● **Task directions**
The answer is to be an exact copy of the lines below running from the line with "Target: woman's right arm" down to the line with "[[26, 143], [67, 44], [186, 292]]", both ends included, and nothing more.

Natural-language object grounding data
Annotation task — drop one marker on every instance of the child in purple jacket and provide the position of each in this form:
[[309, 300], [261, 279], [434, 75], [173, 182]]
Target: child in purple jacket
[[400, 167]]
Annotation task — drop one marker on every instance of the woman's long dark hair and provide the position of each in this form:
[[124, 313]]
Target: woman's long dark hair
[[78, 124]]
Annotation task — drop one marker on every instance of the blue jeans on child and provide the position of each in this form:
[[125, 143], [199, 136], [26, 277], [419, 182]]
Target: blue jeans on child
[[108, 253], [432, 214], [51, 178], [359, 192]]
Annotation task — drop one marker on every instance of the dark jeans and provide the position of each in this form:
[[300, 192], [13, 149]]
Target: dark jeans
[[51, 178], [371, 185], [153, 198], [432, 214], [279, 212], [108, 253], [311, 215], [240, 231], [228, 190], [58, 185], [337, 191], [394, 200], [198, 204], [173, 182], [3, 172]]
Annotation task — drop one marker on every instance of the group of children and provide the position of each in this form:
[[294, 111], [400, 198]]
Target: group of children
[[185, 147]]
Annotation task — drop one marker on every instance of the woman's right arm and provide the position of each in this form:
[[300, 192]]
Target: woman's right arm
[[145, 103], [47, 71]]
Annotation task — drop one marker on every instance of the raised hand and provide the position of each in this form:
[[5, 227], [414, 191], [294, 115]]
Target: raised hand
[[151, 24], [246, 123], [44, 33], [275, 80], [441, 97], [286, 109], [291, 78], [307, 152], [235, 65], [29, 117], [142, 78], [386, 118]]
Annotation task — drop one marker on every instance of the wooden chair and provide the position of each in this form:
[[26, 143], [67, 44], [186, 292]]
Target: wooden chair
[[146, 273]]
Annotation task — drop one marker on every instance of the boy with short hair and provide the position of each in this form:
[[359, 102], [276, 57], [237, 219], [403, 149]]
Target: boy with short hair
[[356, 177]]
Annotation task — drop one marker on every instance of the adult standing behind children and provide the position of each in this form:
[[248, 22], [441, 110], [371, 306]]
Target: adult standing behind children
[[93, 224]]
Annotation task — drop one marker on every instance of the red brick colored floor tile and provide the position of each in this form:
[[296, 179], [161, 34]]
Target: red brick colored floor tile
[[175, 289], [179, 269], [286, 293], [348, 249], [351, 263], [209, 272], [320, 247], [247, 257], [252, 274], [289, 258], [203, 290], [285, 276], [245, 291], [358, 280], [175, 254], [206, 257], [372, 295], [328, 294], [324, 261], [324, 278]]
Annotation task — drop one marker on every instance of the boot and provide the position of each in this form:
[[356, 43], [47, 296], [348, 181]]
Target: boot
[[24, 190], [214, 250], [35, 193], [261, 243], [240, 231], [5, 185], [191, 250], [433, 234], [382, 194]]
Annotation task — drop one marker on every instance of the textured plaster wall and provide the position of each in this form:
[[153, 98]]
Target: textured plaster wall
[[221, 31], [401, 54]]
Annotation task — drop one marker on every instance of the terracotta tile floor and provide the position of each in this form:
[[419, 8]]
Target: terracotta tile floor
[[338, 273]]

==

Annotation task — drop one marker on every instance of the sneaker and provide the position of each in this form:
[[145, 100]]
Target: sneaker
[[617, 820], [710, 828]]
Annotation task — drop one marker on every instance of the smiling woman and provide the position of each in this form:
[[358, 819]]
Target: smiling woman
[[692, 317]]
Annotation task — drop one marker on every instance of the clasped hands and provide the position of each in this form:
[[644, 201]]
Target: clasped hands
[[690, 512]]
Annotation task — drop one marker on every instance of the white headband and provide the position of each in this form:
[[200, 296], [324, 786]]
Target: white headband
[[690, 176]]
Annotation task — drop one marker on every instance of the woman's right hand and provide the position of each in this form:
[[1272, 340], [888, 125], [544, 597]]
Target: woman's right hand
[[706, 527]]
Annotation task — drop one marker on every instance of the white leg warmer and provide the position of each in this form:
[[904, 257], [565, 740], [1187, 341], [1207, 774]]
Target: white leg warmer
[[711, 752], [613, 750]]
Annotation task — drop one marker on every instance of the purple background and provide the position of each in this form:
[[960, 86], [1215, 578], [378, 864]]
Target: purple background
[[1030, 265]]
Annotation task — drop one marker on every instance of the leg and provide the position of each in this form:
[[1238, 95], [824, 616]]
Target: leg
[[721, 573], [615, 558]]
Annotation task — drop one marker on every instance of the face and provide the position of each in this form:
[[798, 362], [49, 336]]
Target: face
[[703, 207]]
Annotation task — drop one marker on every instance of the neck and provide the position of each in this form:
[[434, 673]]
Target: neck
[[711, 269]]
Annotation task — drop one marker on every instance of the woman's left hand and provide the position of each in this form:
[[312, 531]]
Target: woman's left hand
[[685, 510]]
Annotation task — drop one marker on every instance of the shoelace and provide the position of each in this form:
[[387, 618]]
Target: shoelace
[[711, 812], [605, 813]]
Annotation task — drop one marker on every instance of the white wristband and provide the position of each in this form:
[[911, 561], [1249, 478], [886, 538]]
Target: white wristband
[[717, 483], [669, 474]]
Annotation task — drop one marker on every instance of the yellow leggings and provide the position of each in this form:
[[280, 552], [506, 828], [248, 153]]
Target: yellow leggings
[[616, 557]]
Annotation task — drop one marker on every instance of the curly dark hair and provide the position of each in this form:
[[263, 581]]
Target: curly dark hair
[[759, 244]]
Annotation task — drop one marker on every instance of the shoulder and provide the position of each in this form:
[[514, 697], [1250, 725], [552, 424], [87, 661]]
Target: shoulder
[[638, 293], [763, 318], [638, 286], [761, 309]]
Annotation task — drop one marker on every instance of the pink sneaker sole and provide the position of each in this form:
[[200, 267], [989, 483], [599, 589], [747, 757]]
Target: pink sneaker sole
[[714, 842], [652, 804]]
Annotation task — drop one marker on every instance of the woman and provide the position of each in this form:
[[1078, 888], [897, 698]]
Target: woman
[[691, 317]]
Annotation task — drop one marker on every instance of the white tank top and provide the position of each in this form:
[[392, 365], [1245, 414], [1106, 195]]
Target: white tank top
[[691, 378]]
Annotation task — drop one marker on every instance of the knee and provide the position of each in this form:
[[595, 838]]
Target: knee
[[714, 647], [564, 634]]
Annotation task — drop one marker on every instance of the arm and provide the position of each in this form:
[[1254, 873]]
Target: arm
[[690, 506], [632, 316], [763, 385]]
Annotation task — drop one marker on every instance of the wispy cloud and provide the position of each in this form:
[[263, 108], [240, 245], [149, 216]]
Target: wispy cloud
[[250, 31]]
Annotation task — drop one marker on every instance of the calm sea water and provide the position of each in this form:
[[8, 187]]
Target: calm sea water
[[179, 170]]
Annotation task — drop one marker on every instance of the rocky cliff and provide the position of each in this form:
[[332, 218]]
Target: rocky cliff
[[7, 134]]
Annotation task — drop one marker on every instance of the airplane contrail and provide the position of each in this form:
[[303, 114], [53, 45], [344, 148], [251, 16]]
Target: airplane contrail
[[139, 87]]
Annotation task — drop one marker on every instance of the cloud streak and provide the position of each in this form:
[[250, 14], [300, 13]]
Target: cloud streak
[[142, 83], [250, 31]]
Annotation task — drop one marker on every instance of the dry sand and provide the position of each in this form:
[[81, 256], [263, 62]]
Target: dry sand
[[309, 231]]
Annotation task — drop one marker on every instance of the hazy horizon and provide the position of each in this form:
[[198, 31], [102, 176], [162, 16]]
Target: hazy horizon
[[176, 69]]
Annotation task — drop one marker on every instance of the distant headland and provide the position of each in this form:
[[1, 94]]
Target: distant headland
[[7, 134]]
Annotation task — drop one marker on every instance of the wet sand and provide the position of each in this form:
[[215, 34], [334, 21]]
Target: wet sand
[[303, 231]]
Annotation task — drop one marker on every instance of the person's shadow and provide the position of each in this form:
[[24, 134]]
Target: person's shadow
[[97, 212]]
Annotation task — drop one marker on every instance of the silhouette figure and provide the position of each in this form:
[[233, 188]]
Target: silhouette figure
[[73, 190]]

● **Solution for this problem**
Target: woman's right arm
[[145, 103], [47, 71]]
Annotation task — drop one marker on every instance of the raised hand and provide the position of each in this form:
[[5, 227], [414, 191], [294, 115]]
Target: raised hand
[[151, 24], [246, 123], [44, 33], [275, 80], [441, 97], [286, 109], [291, 78], [307, 152], [235, 65], [29, 117], [142, 78], [386, 118]]
Annotation task — drop one marker on every instance of the wooden chair and provide the position of each in this form:
[[26, 143], [67, 44], [186, 292]]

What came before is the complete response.